======== Document text
Google became the latest US tech giant to announce a major expansion plan, unveiling a $1 billion investment yesterday to create a new campus that could double its New York City workforce to 14,000. The move by Google comes following Amazon’s announcement of new headquarters sites in New York and suburban Washington DC worth some $5 billion, and Apple’s $1 billion expansion to Texas and other areas.

Google parent Alphabet’s chief financial officer Ruth Porat said it would lease large office buildings in lower Manhattan, which will become the centerpiece of a campus of more than 1.7 million square feet (160,000 square meters). The new campus, which should be operational starting in 2020, will be known as Google Hudson Square and “will be the primary location for our New York-based Global Business Organization,” Porat wrote in a blog post. “New York City continues to be a great source of diverse, world-class talent -- that’s what brought Google to the city in 2000 and that’s what keeps us here,” she said.

Alphabet earlier this year said it was buying the Manhattan Chelsea Market for $2.4 billion, and planned to lease space at Pier 57 on the Hudson river. The company currently employs some 7,000 people in New York. “With these most recent investments in Google Chelsea and Google Hudson Square, we will have the capacity to more than double the number of Googlers in New York over the next 10 years,” Porat said.
================
• **Requirement**: Continue the article on Google's New York expansion from its final sentence, keeping the same news style.
======== Material provided
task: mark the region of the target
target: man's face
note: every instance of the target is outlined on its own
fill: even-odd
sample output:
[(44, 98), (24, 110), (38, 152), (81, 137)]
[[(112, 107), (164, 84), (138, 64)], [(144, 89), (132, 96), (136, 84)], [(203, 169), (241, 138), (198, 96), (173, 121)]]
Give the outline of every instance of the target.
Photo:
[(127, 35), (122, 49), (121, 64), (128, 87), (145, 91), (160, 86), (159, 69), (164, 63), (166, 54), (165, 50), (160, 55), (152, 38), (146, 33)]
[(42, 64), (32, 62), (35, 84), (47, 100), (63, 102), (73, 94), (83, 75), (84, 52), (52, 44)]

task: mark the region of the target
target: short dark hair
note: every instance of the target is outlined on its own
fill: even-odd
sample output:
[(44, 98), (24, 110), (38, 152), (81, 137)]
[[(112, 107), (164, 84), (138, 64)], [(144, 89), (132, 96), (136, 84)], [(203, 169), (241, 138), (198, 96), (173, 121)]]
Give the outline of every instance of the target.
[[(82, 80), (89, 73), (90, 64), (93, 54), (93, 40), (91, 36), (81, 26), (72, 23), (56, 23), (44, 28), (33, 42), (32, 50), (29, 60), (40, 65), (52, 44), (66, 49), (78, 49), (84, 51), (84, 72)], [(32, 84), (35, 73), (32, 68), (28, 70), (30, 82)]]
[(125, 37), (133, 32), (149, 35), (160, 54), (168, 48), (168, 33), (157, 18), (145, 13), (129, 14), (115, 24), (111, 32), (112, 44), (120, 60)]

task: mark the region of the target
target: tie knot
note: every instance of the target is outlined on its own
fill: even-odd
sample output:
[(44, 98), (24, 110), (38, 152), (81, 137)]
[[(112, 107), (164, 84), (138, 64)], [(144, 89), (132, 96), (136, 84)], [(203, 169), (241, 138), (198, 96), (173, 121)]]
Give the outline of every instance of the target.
================
• **Output below**:
She said the company’s “investment in New York is a huge part of our commitment to grow and invest in US facilities, offices and jobs.” The new site is a former industrial area adjacent to the Greenwich Village and Soho districts. The expansion would make California-based Alphabet one of the city’s largest commercial tenants, The Wall Street Journal reported.

Finding new workers

Alphabet, Amazon and Apple are three of the world’s most valuable corporations and have been outgrowing their home bases even with new headquarters building. Google this month released an updated plan for expanding its Mountain View, California, headquarters to create a new village-type campus with more than 6,000 new homes, some of which would be available to low-income residents.

Both Google and Apple handled their expansion plans quietly, while Amazon asked for municipalities across North American for proposals, prompting critics to call it a “Hunger Games” contest. All three companies have been struggling to attract workers with technology skills, and that appears to have been a key factor in the three expansion moves.